#### 网页摘录:
######

扩大磁盘，或者删除部分数据来空出一些磁盘，这个没什么好多说的。

调整 es 配置

通过配置文件(需要重启)

更改配置文件elasticsearch.yml，调高锁定的阈值，需要重启 ES。

cluster.routing.allocation.disk.threshold_enabled: true
cluster.routing.allocation.disk.watermark.low: 90%
cluster.routing.allocation.disk.watermark.high: 95%
cluster.routing.allocation.disk.watermark.flood_stage: 98%

通过接口(无需重启)

通过 ES api 调整配置。transient 临时更改，persistent 是永久更改。

永久更改 persistent

{
  "persistent": {
    "cluster.routing.allocation.disk.watermark.low": "90%",
    "cluster.routing.allocation.disk.watermark.high": "95%",
    "cluster.routing.allocation.disk.watermark.flood_stage": "98%",
    "cluster.info.update.interval": "1m"
  }
}

临时更改 transient

{
  "transient": {
    "cluster.routing.allocation.disk.watermark.low": "90%",
    "cluster.routing.allocation.disk.watermark.high": "95%",
    "cluster.routing.allocation.disk.watermark.flood_stage": "98%",
    "cluster.info.update.interval": "1m"

######

#### 已知信息:
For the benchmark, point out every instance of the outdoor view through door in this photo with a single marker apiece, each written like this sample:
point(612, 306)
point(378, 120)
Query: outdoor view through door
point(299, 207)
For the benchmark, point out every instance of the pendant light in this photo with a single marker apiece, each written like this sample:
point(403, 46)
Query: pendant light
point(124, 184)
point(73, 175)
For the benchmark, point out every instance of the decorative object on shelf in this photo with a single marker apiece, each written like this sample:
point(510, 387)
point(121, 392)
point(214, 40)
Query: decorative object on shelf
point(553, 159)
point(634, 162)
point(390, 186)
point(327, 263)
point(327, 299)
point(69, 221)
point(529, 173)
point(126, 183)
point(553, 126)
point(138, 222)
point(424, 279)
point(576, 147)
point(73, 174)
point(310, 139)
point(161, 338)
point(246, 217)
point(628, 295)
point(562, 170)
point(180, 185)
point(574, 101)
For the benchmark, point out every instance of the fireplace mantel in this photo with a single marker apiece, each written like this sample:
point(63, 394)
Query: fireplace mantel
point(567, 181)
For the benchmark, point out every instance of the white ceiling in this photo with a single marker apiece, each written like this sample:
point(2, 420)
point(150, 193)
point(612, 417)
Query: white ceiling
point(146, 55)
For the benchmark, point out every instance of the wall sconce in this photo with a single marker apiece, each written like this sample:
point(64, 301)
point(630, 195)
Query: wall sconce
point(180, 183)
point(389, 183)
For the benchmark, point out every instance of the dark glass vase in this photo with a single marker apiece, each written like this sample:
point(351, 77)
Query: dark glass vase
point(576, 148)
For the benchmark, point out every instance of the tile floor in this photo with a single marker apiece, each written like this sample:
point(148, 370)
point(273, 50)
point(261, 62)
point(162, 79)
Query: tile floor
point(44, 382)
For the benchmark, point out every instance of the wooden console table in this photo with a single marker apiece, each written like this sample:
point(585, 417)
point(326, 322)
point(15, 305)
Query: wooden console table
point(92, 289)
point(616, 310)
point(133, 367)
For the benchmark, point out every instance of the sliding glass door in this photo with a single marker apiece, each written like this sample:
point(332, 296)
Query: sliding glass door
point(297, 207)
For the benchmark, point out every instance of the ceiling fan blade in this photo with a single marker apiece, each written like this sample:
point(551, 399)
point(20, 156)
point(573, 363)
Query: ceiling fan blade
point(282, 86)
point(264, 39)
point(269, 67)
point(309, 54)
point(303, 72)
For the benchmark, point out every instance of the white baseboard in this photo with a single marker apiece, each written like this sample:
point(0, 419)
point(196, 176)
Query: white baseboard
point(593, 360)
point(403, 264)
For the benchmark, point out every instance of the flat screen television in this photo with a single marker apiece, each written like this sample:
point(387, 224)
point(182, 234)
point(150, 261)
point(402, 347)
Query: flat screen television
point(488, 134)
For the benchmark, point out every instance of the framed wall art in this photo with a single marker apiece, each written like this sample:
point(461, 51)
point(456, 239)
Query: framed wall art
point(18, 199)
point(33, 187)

######

#### 产出要求:
请把网页摘录中的一段原样抄下来，从“通过配置文件(需要重启)”开始，一直抄到“调整配置。transient 临时更改，persistent 是永久更改。”，并包括这几个字。 作答时只以网页摘录为依据。

#### 作答内容:
通过配置文件(需要重启)

更改配置文件elasticsearch.yml，调高锁定的阈值，需要重启 ES。

cluster.routing.allocation.disk.threshold_enabled: true
cluster.routing.allocation.disk.watermark.low: 90%
cluster.routing.allocation.disk.watermark.high: 95%
cluster.routing.allocation.disk.watermark.flood_stage: 98%

通过接口(无需重启)

通过 ES api 调整配置。transient 临时更改，persistent 是永久更改。